Records from a dataset

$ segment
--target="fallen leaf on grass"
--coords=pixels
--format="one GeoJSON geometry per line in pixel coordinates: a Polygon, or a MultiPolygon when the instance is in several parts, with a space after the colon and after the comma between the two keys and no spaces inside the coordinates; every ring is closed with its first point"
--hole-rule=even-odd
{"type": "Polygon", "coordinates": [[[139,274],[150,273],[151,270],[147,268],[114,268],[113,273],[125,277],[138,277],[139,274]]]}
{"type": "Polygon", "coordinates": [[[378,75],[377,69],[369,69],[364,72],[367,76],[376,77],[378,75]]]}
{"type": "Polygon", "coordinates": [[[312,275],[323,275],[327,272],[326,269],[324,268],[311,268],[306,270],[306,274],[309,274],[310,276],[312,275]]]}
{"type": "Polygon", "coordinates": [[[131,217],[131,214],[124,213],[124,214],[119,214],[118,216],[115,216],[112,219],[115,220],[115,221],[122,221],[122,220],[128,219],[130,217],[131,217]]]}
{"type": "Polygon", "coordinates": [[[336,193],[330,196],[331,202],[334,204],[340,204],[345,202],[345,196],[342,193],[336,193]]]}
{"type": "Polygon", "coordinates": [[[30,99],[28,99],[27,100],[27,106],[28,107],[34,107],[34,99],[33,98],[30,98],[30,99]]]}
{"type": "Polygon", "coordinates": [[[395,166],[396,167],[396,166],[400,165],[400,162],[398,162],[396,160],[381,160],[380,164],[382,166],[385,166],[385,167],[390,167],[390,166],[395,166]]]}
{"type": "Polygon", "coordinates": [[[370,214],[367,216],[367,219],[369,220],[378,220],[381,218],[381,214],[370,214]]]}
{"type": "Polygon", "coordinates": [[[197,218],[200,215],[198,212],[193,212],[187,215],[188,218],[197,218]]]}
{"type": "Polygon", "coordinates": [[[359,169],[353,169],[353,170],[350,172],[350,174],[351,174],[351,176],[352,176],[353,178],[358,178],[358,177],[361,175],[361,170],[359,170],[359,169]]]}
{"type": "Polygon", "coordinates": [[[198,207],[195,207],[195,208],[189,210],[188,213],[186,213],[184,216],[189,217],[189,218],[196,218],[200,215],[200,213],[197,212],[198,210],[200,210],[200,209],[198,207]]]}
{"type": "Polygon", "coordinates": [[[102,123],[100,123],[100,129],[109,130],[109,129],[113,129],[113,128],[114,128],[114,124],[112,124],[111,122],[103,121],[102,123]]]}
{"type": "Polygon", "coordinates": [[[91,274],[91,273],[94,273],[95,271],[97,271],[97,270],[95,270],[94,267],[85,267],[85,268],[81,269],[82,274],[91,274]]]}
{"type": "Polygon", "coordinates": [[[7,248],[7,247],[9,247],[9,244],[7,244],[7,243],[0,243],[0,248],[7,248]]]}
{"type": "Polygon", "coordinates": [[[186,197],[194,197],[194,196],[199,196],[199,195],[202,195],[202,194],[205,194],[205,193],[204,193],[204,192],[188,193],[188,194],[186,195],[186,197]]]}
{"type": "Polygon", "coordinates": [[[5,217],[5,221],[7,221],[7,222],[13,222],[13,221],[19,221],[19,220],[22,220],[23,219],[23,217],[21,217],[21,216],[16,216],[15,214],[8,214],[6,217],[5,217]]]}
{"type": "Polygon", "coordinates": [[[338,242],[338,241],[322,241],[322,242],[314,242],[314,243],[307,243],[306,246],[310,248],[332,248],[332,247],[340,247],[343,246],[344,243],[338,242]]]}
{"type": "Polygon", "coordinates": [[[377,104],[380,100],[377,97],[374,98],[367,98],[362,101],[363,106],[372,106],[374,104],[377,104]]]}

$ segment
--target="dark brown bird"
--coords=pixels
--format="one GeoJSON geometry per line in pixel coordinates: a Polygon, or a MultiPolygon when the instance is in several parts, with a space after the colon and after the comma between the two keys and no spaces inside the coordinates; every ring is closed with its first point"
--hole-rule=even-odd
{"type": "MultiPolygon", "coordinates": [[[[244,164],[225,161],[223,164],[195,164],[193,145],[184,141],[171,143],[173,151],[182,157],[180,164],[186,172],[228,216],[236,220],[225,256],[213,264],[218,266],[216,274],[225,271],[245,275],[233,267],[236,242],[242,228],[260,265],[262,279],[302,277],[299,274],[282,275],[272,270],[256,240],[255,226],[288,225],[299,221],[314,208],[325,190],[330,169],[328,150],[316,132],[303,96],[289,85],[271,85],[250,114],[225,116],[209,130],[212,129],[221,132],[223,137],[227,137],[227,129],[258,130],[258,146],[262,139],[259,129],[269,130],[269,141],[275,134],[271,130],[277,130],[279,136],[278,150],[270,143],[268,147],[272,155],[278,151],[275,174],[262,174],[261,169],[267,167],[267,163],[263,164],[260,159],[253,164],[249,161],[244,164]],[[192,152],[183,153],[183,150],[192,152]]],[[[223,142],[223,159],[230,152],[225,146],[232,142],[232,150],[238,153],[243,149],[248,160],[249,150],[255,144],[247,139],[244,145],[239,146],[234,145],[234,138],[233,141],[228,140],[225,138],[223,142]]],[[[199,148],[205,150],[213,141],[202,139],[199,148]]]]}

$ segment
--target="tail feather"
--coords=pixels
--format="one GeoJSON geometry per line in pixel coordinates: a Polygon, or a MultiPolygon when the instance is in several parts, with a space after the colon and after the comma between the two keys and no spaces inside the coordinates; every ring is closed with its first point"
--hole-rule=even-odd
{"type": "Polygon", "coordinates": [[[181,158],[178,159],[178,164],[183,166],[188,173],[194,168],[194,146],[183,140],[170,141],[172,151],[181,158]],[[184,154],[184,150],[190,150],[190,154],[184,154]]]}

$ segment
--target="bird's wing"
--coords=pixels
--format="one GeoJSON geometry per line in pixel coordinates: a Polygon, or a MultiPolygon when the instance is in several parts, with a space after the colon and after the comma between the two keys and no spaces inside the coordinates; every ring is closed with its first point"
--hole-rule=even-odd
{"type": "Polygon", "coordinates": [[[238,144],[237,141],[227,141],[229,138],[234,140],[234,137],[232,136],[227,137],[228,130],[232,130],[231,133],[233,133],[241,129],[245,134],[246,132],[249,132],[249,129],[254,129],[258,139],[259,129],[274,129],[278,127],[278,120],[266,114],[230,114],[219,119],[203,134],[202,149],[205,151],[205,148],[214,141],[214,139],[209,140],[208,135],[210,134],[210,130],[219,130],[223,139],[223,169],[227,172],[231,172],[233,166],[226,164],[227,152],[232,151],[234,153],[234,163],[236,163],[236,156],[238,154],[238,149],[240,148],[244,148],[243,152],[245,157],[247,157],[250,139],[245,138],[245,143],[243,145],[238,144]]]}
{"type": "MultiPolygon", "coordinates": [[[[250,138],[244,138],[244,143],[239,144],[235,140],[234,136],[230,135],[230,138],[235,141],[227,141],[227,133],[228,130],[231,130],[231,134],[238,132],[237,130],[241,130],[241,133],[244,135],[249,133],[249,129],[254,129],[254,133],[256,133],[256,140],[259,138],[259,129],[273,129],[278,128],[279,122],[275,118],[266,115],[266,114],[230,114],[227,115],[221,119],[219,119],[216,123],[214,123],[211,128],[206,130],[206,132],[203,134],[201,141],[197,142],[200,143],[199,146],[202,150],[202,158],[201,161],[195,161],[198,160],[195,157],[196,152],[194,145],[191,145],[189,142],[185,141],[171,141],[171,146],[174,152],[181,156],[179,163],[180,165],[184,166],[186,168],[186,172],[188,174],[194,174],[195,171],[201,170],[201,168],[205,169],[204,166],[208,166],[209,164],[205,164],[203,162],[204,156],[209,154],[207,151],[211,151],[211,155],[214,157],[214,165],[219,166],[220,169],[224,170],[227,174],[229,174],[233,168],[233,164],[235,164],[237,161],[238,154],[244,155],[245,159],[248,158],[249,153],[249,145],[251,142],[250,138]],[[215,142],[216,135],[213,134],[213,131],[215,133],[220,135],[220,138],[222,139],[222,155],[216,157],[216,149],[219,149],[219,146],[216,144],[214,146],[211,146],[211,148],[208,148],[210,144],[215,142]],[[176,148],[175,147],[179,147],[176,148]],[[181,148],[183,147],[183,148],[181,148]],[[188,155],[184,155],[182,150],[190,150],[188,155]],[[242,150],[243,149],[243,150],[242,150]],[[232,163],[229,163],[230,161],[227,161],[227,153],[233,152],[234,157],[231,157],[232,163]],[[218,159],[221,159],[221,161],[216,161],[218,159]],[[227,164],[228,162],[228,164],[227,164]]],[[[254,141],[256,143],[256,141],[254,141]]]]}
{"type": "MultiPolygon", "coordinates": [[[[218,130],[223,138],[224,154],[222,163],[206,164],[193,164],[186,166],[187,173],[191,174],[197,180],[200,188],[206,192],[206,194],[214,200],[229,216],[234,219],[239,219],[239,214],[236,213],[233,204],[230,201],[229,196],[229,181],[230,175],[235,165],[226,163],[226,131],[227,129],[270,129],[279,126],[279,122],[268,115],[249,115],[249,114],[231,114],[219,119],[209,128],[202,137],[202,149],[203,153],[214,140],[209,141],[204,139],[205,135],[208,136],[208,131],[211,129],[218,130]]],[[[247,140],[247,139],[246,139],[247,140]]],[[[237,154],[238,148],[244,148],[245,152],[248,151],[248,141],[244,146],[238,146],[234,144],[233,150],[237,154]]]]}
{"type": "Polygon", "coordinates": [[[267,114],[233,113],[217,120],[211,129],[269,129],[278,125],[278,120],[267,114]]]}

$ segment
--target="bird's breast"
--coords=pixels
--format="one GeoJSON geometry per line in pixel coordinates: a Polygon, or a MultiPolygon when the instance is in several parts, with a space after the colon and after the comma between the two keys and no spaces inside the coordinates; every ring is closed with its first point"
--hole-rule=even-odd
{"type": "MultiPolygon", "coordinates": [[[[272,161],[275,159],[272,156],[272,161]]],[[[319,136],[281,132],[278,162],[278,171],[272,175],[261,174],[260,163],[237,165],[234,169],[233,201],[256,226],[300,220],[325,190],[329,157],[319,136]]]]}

◆ Task brief: Which lines above include the string "target"? Show them.

◆ Solved problem:
--target="fallen leaf on grass"
--target="dark brown bird"
--target="tail feather"
--target="bird's wing"
--target="bird's breast"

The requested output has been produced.